Image-grounded pointing data
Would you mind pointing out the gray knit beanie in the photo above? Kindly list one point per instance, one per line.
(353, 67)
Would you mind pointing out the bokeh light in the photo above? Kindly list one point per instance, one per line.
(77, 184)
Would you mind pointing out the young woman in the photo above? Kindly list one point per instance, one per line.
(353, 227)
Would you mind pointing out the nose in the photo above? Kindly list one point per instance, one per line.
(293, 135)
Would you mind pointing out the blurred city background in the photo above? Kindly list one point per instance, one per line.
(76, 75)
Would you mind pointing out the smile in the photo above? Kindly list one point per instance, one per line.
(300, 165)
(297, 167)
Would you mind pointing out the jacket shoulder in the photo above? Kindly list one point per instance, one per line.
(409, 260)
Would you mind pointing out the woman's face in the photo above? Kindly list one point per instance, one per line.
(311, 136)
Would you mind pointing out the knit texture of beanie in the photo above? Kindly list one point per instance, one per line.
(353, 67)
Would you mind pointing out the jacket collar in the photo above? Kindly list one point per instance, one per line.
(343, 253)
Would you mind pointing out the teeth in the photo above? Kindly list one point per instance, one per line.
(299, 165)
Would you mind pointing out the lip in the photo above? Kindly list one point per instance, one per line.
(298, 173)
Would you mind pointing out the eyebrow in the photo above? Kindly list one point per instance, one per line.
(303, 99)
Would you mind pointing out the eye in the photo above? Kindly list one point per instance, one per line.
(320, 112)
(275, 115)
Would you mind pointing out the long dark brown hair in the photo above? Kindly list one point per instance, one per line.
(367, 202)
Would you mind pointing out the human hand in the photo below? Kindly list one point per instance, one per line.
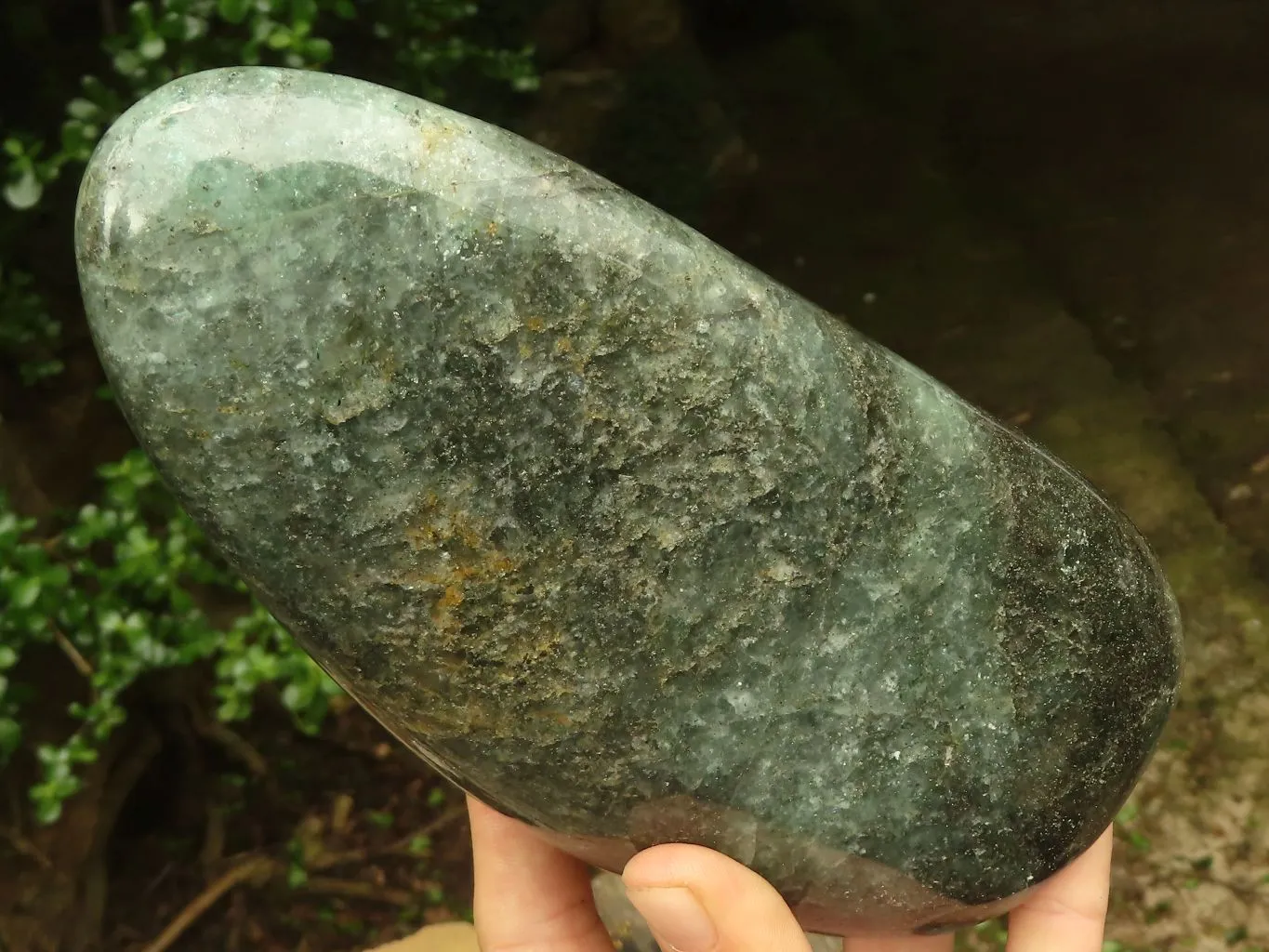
(533, 897)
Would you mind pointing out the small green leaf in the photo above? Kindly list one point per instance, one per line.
(84, 110)
(25, 591)
(24, 193)
(233, 10)
(319, 49)
(152, 47)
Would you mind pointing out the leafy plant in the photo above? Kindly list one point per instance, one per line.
(114, 587)
(27, 330)
(169, 38)
(114, 591)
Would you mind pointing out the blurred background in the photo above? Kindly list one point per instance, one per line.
(1059, 207)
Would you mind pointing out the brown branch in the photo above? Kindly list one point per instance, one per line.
(399, 847)
(25, 847)
(73, 653)
(355, 889)
(257, 867)
(230, 740)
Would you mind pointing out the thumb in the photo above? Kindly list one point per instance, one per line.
(697, 900)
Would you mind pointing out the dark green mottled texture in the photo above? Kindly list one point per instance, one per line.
(617, 532)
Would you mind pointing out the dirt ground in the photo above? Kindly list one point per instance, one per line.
(1066, 232)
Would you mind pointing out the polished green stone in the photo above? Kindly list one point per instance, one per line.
(613, 530)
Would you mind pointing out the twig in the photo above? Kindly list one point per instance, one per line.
(232, 743)
(25, 847)
(254, 868)
(73, 653)
(261, 868)
(402, 845)
(355, 889)
(108, 25)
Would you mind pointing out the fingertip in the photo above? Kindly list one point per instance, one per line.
(744, 911)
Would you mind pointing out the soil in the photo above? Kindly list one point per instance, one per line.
(1067, 225)
(364, 844)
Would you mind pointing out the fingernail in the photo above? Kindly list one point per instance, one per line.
(677, 918)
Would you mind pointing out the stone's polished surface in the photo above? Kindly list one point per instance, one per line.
(622, 536)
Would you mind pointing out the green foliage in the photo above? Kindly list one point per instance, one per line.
(114, 587)
(114, 590)
(167, 38)
(27, 332)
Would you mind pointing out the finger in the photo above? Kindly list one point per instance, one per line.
(529, 896)
(697, 900)
(901, 944)
(1069, 911)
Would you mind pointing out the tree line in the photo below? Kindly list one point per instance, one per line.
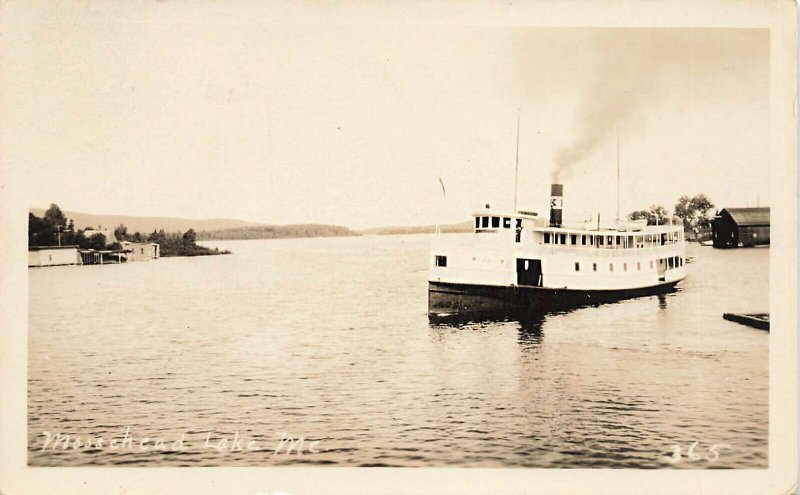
(54, 229)
(693, 211)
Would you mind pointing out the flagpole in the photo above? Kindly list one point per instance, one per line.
(617, 174)
(516, 166)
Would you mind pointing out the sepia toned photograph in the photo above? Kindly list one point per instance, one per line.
(349, 244)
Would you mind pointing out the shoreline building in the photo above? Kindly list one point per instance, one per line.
(53, 255)
(741, 227)
(141, 251)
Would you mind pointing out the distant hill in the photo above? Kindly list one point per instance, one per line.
(146, 225)
(276, 232)
(452, 228)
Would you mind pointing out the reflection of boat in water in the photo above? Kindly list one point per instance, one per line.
(517, 261)
(755, 320)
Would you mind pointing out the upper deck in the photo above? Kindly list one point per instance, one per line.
(527, 228)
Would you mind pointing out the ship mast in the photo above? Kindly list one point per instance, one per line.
(516, 166)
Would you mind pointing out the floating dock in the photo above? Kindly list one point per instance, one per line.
(755, 320)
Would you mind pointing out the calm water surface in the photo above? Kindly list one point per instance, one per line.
(328, 339)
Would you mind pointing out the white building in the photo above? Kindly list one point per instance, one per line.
(53, 255)
(141, 251)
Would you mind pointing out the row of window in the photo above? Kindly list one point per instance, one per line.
(671, 262)
(612, 241)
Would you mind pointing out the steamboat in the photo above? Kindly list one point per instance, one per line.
(515, 261)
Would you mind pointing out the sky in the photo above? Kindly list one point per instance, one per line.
(354, 124)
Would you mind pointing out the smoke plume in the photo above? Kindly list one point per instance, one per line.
(623, 75)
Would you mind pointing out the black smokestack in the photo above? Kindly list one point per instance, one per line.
(556, 204)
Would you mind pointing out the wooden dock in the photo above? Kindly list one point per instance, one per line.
(755, 320)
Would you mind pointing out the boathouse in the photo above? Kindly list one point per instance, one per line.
(741, 227)
(53, 255)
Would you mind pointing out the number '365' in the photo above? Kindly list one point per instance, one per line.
(692, 453)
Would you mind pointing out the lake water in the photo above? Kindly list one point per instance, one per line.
(328, 340)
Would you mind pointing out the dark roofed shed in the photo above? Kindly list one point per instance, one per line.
(746, 227)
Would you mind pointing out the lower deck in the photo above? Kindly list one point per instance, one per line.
(446, 299)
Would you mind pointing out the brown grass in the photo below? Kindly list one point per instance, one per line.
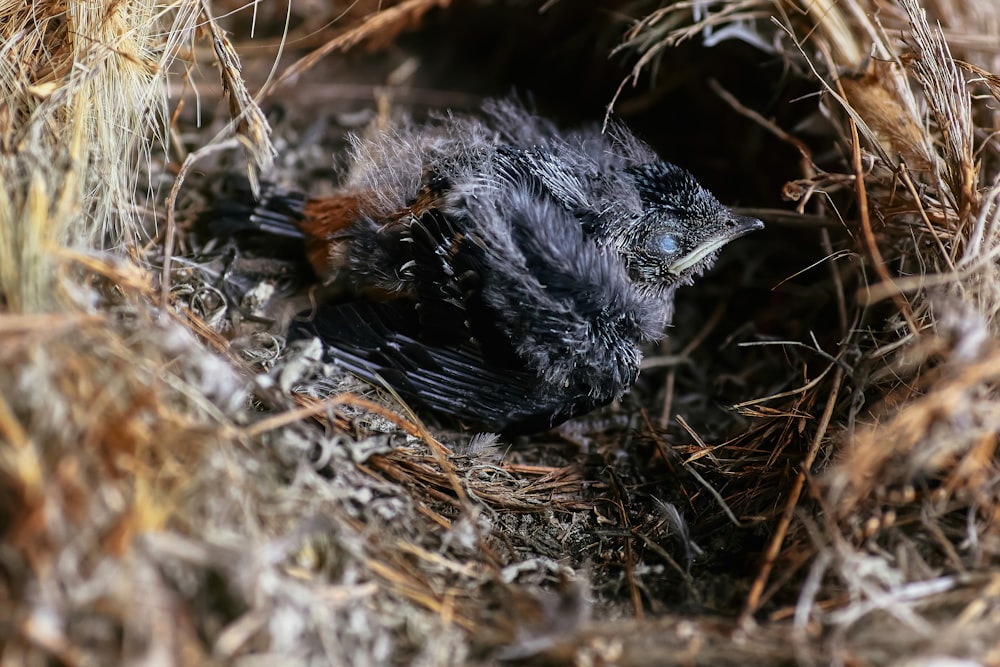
(164, 496)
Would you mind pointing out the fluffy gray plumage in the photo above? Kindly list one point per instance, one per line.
(526, 265)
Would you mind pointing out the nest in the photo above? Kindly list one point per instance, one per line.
(806, 473)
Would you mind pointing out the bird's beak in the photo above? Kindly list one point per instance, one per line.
(741, 226)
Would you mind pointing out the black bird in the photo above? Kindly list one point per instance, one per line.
(495, 269)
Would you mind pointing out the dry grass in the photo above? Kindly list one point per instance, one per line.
(164, 497)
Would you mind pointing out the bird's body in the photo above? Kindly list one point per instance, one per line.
(497, 270)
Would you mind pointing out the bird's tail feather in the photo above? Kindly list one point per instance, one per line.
(277, 212)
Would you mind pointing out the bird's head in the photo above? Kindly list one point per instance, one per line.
(681, 228)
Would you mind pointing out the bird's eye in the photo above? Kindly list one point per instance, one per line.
(663, 244)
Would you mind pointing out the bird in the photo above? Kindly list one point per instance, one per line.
(493, 268)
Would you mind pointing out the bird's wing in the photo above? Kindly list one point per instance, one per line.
(376, 341)
(441, 349)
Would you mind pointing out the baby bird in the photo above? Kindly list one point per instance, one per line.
(495, 269)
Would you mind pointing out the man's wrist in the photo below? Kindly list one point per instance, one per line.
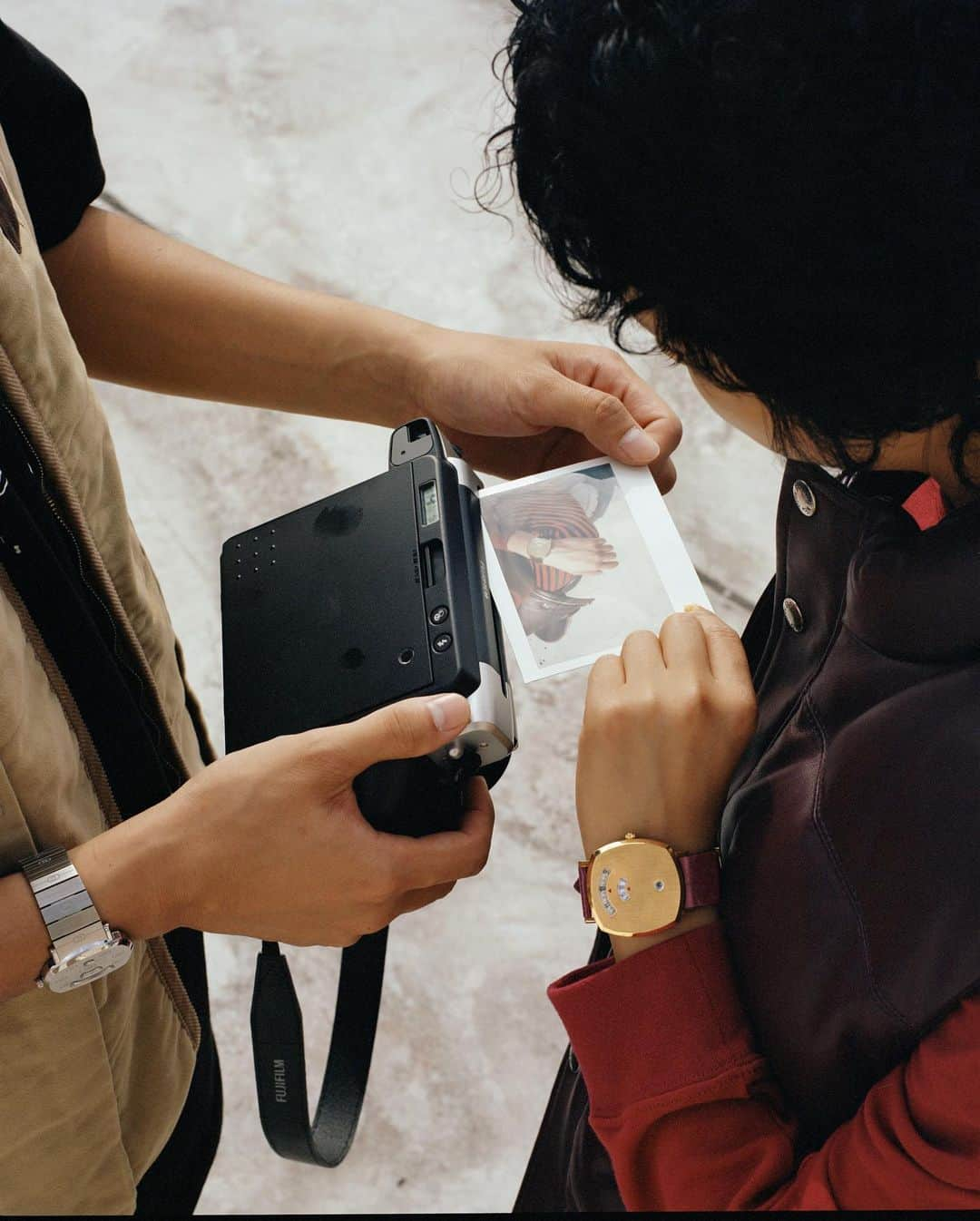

• Work request:
Each entry above is to be given again exactly, and any image in it is to be dropped.

• Output of the task:
Would you mind pointing out the gray knit beanie in the photo above? Kindly list one point per instance, one per line.
(353, 67)
Would you mind pointing out the bokeh light in the photo above? Kindly list one point per instance, one per line.
(77, 184)
Would you mind pointing out the young woman in the photo above? Kindly list one point per instance, one per line.
(353, 227)
Would you mind pointing out the nose in the photo above? Kindly list one point per instance, one per line.
(293, 135)
Would you mind pointing out the blurred city background in the photo above? Kindly list one point per instance, one per line.
(76, 75)
Would you mind pointing out the smile in the photo above? Kindly list one point per instance, one per line.
(300, 165)
(297, 167)
Would you mind pointing out the jacket shoulder in the photo above? Kindly list one point per instance, one per line.
(409, 260)
Would you mind pointing out the woman's face in the photo above? Kindly list one point per instance, one per line.
(311, 136)
Would you mind pointing out the knit texture of beanie in the photo above? Kindly list one point per instance, one per line.
(353, 67)
Would you mind pointing out the jacket collar in the photo above? Kindly list one point per instance, one per line.
(343, 253)
Would you mind pointing out the teeth in the photo above? Kindly list one point per instance, one per line.
(299, 165)
Would you mind pointing out the lip in the photo above? Kindly list one point per instance, one per line.
(298, 173)
Would you mind pointing out the eyebrow in the photo above? Kindly list one point per instance, one per line.
(303, 99)
Would you mind pointing out the eye in the photo above? Kindly list one point per instance, one per line.
(320, 112)
(275, 115)
Would you mind pointing out the long dark brown hair in the photo above? Kindly list one point per instance, one per line.
(367, 202)
Would you mind pointing out the human hand in the photo below? Kindly list one point per instance, one per line.
(533, 897)
Would you mind pointing out the small green leaf in the photo above? Kindly list one point per instance, one per line.
(84, 110)
(25, 591)
(24, 193)
(233, 10)
(319, 49)
(152, 47)
Would you mind pointing out the leafy plant in the photo above? Kindly list one point per instance, one per line.
(114, 587)
(27, 330)
(169, 38)
(114, 591)
Would you mind pointing out the blurred background in the photo above? Kindly list one point per instance, one per line.
(1059, 207)
Would you mind pointing out the brown branch in the photo above? Kindly list one point per instance, one per line.
(399, 847)
(25, 847)
(73, 653)
(355, 889)
(257, 867)
(230, 740)
Would you mind pointing out the thumb in the photo above? Kindly list one point per instance, one per line.
(697, 900)
Would you mind pointing out the dark green mottled texture in the photo above? Kindly list one point per instance, one per line.
(617, 532)
Would you mind pointing out the dirt ground in the photo above? Kindly list one point per instance, one per line.
(1066, 232)
Would you mind pointing out the polished green stone in the photo above? Kindly list one point per instance, one per line.
(613, 530)
Would you mind pointing out the twig in the photo above? Kindly list one point per instance, one per line.
(232, 743)
(25, 847)
(254, 868)
(73, 653)
(261, 868)
(402, 845)
(355, 889)
(108, 25)
Would you mind pointing out the fingertip in the photo above? Kindly list one point per instance, one per line.
(744, 911)
Would you mind pointing out the soil in the photo above? Kindly list one point per instance, one per line.
(1067, 225)
(364, 844)
Would you mind pointing out the fingernail in the photo above? Kindly list one point per instance, one per line.
(677, 918)
Would you mind pointing out the stone's polished surface in the photo above? Kindly list one point per instance, one per line.
(622, 536)
Would you mind pointing out the green foliage in the photo above? Kindly list one point per instance, one per line.
(114, 587)
(114, 590)
(167, 38)
(27, 332)
Would you mind pointing out the finger in the photo above? Kindly list one point per instance, one per line.
(529, 896)
(697, 900)
(901, 944)
(1069, 911)
Would you mind pointing out the tree line in the photo below? Kindly list one point per instance, one per line.
(54, 229)
(693, 211)
Would you mind pointing out the flagpole in the photo above? Kindly list one point per instance, one per line.
(617, 174)
(516, 166)
Would you mind pointing out the sepia toned photograph in the photo above? Kindly list one point per instance, one per line.
(349, 244)
Would you mind pointing out the shoreline building in the photo above? Kindly list one point per instance, one per line.
(53, 255)
(741, 227)
(141, 251)
Would you mind pointing out the distant hill in the photo above? Kindly list one point per instance, one per line.
(146, 225)
(276, 232)
(452, 228)
Would you mind pointing out the reflection of boat in water in the photo above? Kindly list one point per instance, one per line.
(517, 261)
(755, 320)
Would you mind pointing out the upper deck in the photo above? Kindly list one point per instance, one per line.
(527, 228)
Would you mind pointing out the ship mast in the photo above? Kindly list one point per instance, one per line.
(516, 166)
Would you mind pointing out the floating dock in the photo above? Kindly list one point per instance, one per line.
(755, 320)
Would you mind pointing out the calm water surface in the photo above? Kindly list one point per instance, one per line.
(328, 339)
Would you mind pointing out the white building in the photo above? Kindly list one point per instance, one per line.
(53, 255)
(141, 251)
Would you mind pointing out the row of window in the photo above? Kindly list one point per instance, one per line.
(671, 262)
(612, 241)
Would you mind pointing out the steamboat in the photo above? Kindly list one point per instance, one per line.
(515, 261)
Would you mind pointing out the sky in the photo above? Kindly list one point per instance, one per line.
(354, 124)
Would you mind pointing out the smoke plume in the photo above? Kindly list one point per instance, one per line.
(623, 75)
Would you mind pointing out the black smokestack in the photo above? Kindly list one point per instance, one per line.
(556, 204)
Would you mind pointing out the wooden dock in the photo above? Kindly list one point per instance, one per line.
(755, 320)
Would you mind pointing out the boathouse in the photo above? Kindly list one point per instance, one per line.
(741, 227)
(53, 255)
Would you mind pointing out the number '365' in the photo above? Kindly list one point per instance, one per line.
(692, 453)
Would you mind pointing out the lake water in the photo above? Kindly list one point per instance, one per line.
(328, 340)
Would you mind pointing out the dark roofed shed in the photo above? Kindly list one point per instance, one per line.
(746, 227)
Would you mind pointing out the lower deck in the photo above? Kindly list one point per instance, one per line.
(446, 299)
Would you mind pointing out the brown grass in the photo below? Kindly list one point per instance, one per line.
(164, 496)
Would you mind pointing out the fluffy gray plumage in the photo above? Kindly list one point per instance, one per line.
(526, 265)
Would you mind pointing out the nest in the photo above? Kindly list one point per instance, one per line.
(806, 473)
Would you mind pointing out the bird's beak in the photo above? Kindly list one point per instance, one per line.
(741, 226)
Would you mind pointing out the black bird in the photo above? Kindly list one point per instance, one per line.
(495, 269)
Would you mind pointing out the dry grass in the photo above? Kindly list one point per instance, one per line.
(164, 497)
Would you mind pointing out the bird's body in the photo above? Kindly list one point per instance, one per line.
(497, 270)
Would you mind pointing out the bird's tail feather in the photo above? Kindly list one point per instance, one per line.
(277, 212)
Would you mind pointing out the bird's head in the photo above? Kindly list one point per instance, one per line.
(681, 228)
Would you mind pointing out the bird's eye in the photo above? Kindly list one point per instance, one per line.
(663, 244)
Would you mind pointing out the bird in the photo above? Kindly list one point per instance, one per line.
(493, 268)
Would you mind pointing out the bird's wing in the photo above? Kindly list one point per instance, one per line.
(376, 341)
(441, 349)
Would you mind pointing out the baby bird in the photo above? Kindly list one point per instance, one per line.
(495, 269)
Would you mind pointing out the man's wrist in the photo below? Kindly list one point per instance, one per line.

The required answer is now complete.